[Point-per-instance localization data]
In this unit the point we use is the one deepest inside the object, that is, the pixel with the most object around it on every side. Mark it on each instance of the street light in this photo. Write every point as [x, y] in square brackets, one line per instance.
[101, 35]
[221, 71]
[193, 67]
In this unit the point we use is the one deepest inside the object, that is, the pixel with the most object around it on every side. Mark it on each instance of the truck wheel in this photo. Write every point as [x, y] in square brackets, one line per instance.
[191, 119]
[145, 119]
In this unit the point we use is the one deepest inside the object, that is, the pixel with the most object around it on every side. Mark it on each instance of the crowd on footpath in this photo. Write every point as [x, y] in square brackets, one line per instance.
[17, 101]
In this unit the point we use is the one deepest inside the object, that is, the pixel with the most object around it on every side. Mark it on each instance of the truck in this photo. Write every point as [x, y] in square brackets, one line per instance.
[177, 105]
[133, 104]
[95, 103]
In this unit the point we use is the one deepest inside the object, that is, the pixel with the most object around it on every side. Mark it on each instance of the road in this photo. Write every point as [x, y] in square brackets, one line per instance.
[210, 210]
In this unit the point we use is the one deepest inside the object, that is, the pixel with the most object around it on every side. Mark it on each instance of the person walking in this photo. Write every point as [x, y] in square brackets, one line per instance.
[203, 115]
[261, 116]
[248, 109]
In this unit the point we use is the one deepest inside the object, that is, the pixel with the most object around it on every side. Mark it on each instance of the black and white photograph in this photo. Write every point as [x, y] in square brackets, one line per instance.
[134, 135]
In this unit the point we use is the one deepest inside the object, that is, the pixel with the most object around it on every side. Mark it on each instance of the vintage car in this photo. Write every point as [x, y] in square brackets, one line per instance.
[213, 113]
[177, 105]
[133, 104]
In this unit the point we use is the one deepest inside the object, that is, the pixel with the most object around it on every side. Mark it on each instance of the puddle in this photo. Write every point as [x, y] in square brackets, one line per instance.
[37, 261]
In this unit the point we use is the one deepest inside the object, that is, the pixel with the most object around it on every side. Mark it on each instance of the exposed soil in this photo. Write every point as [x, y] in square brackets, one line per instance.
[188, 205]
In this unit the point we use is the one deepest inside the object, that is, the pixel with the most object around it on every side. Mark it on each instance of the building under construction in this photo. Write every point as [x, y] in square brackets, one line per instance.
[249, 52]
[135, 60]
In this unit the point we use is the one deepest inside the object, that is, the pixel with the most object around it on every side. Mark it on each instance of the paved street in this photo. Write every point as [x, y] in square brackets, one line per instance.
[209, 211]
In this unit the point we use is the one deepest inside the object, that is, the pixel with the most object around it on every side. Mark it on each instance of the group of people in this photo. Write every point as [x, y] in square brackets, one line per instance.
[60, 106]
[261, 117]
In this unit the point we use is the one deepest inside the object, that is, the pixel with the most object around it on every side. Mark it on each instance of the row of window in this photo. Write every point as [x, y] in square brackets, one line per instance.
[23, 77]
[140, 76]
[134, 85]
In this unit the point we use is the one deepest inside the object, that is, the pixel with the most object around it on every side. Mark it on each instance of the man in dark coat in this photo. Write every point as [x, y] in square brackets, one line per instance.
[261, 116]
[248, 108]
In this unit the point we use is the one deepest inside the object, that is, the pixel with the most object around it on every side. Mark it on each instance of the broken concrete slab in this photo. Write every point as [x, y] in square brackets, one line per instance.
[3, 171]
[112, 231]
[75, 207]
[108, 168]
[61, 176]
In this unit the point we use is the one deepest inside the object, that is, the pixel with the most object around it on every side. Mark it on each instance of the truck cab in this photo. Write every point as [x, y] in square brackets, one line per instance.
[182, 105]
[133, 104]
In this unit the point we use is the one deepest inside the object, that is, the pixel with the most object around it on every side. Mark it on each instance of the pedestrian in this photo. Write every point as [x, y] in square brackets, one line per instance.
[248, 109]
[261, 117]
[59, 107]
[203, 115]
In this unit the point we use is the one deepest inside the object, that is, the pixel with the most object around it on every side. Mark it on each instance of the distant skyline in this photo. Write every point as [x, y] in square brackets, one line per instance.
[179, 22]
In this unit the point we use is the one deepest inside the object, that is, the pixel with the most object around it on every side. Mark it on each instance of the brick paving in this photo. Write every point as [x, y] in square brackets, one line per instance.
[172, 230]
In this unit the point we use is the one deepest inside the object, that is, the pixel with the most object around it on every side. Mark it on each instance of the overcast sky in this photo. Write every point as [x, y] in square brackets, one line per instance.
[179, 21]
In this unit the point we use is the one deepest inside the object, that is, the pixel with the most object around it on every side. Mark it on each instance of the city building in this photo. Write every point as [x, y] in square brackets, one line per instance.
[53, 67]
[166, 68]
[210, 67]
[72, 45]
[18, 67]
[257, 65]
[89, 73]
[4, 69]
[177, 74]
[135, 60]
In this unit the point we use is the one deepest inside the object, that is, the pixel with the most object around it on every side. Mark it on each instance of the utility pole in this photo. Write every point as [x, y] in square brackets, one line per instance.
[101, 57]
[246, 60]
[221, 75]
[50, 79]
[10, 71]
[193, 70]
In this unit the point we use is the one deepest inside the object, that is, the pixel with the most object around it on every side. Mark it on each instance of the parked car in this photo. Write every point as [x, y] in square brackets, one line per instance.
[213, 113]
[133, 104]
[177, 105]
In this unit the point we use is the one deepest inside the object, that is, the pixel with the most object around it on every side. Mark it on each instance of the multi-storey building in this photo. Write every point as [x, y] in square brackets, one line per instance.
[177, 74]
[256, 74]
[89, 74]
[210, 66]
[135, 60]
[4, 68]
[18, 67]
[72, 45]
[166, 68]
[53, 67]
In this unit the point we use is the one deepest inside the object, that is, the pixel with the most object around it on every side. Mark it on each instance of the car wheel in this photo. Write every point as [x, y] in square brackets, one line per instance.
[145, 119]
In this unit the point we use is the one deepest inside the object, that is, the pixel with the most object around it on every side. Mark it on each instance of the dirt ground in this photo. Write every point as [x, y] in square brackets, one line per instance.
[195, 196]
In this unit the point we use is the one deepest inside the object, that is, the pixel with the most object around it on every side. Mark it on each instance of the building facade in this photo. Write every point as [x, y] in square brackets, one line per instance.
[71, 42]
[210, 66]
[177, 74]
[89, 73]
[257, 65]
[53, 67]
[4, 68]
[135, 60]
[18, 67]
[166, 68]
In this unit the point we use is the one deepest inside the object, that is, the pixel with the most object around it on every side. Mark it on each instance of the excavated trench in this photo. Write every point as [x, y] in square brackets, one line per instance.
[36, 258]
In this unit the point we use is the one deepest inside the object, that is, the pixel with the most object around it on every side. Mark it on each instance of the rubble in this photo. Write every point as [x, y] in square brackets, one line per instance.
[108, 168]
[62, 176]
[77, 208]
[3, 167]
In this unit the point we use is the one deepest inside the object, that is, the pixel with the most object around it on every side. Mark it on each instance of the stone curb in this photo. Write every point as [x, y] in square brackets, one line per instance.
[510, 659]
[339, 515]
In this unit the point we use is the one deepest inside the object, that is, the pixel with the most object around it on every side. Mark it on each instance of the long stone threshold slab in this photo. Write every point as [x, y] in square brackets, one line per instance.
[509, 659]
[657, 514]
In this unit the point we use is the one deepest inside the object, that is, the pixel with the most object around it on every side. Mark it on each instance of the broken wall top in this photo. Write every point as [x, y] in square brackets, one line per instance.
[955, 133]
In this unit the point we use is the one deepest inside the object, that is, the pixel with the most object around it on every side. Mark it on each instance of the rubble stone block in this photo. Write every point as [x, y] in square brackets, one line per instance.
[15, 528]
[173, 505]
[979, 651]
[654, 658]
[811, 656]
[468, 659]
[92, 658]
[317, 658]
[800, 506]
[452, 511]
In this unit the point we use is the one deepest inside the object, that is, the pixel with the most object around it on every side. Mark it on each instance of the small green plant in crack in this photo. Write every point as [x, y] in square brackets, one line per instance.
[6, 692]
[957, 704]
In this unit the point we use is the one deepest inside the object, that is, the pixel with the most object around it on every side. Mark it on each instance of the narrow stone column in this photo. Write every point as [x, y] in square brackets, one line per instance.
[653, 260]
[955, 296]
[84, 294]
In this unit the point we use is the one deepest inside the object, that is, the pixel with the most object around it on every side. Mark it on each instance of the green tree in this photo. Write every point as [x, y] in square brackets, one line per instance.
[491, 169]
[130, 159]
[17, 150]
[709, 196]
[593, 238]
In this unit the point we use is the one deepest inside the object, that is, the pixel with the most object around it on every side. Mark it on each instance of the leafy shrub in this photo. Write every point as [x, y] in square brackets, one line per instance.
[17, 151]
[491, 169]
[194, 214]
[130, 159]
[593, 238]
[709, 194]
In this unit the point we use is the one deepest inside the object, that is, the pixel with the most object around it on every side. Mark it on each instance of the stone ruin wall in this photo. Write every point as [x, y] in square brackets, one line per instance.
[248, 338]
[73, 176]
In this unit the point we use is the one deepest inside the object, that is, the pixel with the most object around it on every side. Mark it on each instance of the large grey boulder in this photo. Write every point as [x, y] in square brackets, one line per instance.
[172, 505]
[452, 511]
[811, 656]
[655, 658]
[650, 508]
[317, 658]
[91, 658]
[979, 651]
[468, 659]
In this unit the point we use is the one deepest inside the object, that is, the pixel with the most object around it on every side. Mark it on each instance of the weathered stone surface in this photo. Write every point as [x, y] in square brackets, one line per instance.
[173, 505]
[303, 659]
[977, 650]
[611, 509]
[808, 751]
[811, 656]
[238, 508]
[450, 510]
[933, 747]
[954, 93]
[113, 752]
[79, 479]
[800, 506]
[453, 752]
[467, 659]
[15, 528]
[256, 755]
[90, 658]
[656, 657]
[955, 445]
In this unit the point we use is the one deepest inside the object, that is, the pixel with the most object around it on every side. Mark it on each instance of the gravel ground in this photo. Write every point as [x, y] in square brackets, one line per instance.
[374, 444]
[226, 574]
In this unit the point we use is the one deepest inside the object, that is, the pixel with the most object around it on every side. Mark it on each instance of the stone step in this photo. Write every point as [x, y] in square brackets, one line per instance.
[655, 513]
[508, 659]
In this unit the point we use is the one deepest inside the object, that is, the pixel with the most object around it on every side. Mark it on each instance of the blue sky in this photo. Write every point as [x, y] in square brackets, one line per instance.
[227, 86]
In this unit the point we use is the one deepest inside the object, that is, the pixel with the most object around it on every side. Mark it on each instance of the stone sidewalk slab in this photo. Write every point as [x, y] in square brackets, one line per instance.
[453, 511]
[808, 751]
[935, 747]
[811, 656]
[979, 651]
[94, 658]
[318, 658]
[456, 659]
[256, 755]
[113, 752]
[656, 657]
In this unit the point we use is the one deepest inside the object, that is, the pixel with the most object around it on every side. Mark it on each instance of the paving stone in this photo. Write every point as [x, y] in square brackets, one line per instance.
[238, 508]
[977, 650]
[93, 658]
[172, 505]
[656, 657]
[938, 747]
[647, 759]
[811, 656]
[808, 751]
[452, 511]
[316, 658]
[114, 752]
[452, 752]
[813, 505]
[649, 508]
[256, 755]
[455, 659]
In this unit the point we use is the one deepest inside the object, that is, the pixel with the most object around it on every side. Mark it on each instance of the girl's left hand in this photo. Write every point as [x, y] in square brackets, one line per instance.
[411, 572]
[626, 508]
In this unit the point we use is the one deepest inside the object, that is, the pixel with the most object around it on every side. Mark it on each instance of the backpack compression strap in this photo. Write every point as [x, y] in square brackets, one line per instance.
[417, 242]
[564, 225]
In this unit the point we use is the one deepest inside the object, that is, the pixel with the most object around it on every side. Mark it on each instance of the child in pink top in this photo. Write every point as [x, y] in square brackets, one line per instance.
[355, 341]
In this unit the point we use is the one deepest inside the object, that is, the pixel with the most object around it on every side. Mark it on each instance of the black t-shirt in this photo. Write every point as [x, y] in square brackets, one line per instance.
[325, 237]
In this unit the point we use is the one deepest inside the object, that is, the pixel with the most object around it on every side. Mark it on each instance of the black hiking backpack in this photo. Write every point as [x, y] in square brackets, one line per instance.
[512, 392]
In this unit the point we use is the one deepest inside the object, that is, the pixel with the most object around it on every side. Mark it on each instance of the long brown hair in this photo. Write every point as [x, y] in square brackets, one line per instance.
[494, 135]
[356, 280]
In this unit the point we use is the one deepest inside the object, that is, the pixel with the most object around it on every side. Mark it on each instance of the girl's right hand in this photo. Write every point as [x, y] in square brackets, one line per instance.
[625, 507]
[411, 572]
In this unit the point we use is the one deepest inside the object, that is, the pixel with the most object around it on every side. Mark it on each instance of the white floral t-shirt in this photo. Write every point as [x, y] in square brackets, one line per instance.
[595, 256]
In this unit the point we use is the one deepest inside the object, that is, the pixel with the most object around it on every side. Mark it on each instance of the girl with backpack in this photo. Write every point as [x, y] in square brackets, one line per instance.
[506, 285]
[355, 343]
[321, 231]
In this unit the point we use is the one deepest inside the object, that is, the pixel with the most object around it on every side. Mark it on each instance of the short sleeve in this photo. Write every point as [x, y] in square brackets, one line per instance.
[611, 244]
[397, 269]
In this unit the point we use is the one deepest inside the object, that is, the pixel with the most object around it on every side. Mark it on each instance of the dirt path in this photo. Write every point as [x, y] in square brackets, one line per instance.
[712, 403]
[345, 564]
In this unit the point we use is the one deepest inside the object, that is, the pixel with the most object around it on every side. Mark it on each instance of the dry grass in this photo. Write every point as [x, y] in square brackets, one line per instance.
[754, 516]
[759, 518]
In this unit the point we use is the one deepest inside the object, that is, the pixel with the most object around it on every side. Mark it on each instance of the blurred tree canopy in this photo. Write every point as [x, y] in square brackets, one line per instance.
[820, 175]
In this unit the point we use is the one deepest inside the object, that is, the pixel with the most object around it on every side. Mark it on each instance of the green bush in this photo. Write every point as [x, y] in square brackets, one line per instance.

Task details
Transcribe only what runs from the line with "of the blurred" to the last line above, keeping every line exactly as written.

Your solution
In this unit the point we use is the one deepest inside the object, that is, the pixel with the most object around it on every side. Mark it on each instance of the blurred tree canopy in this photo. Write every point as [x, y] in square brackets, one line per instance.
[820, 175]
In this unit the point we use is the one deepest inside the object, that is, the pixel with the most object around it on every side. Mark it on each instance of the green bush in this photo. Write every point as [x, y] in square brackets, one line per instance.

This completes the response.